**GIVEN REQUEST 1**
According to the guest post, which church does Vance Pitman serve as senior pastor?

**READING TEXT**
- - -
By October 3, 2015Leadership

This is a guest post by my friend Vance Pitman. Vance is Senior Pastor of Hope Church, Las Vegas and a National Mobilizer with the North America Mission Board. I heard Vance give this message at a church planting conference and asked him to share it as a post here. 

4 Ways for the Church to be Worldchangers

William James once said, “The great use of a life is to spend it for something that outlasts it.” Never has a group of people more embodied that statement than in the opening pages of the book of Acts. A small group of untalented, uneducated, unqualified people literally turned the world upside down and, now, 2000 years later, there are hundreds of millions of people following the movement which they were used by God to begin. It begs a very important question: what was it about them that enabled them to be so mightily used of God?

 As the story unfolds in Acts 1-2, we uncover some characteristics that I believe answer that question. And what’s most encouraging is that these characteristics all have the possibility of being assimilated into our lives today.
- - -
**INPUT ROWS**
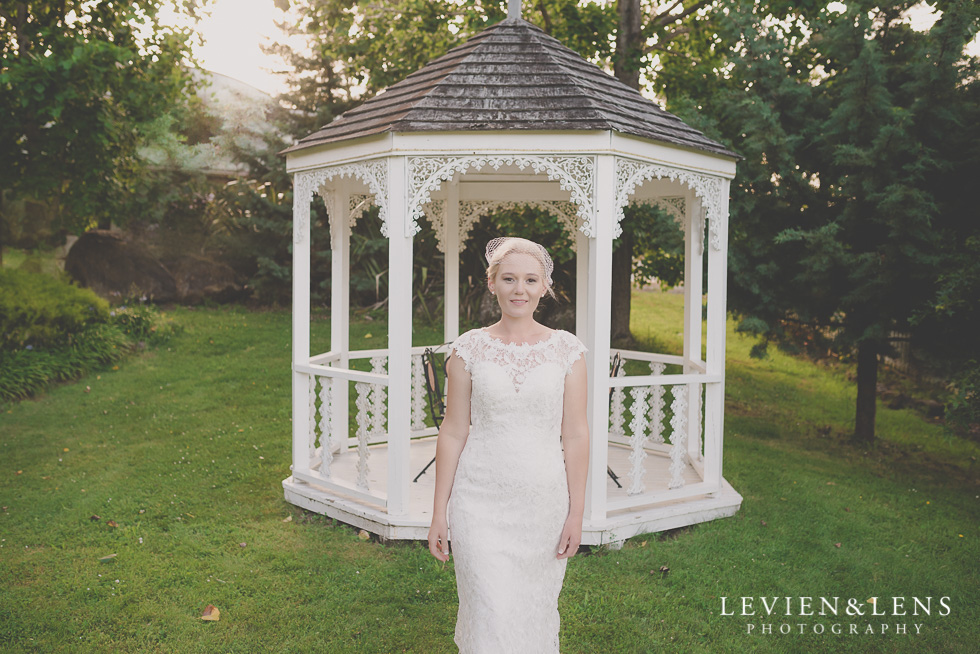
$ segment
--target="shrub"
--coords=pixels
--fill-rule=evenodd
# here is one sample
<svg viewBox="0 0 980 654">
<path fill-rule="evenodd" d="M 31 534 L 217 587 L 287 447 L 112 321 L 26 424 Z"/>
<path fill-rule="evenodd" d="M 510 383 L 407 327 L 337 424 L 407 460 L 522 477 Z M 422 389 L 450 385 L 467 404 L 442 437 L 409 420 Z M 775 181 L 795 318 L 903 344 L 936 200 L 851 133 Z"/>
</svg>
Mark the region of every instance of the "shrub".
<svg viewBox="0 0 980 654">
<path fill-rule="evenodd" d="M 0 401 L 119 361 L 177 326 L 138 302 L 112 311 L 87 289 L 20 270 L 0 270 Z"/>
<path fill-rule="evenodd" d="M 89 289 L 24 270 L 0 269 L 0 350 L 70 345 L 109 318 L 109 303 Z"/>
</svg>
- - -
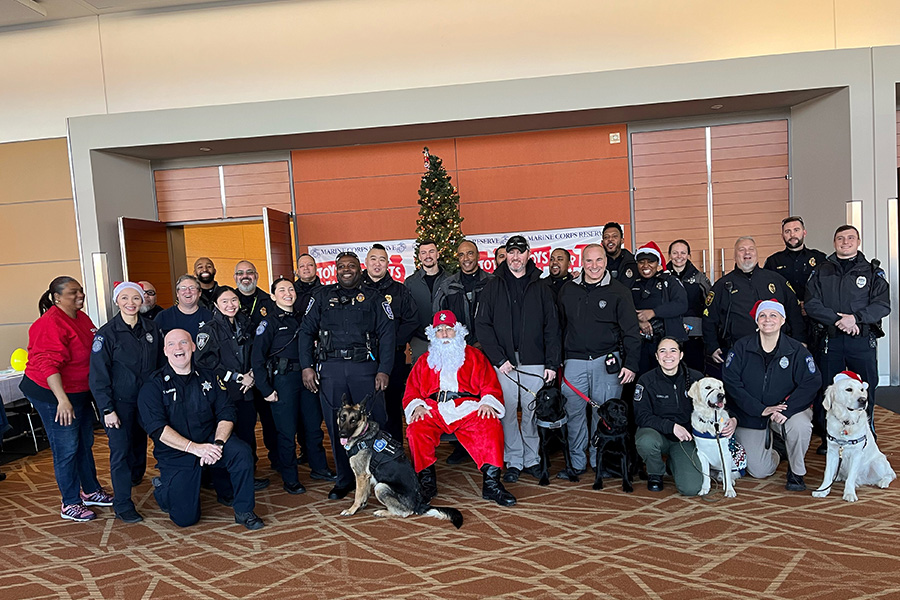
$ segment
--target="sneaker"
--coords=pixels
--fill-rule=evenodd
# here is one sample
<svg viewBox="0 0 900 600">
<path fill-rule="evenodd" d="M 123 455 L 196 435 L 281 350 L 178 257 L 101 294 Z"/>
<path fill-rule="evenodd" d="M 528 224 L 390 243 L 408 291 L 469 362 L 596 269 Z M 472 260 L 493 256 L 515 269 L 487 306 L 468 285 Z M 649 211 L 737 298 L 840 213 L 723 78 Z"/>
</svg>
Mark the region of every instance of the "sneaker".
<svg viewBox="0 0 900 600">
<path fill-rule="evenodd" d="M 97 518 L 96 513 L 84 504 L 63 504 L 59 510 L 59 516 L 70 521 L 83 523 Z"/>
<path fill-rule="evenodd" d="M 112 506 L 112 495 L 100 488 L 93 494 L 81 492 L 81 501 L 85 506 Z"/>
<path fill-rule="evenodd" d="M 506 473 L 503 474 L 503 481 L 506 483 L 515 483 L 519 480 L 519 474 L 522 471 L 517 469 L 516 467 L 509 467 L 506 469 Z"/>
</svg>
- - -
**GIVEN REQUEST 2**
Please count the lines in the rows that contain the string "sneaker" and give only that number.

**EXERCISE RESULT 1**
Hope Church, Las Vegas.

**EXERCISE RESULT 2**
2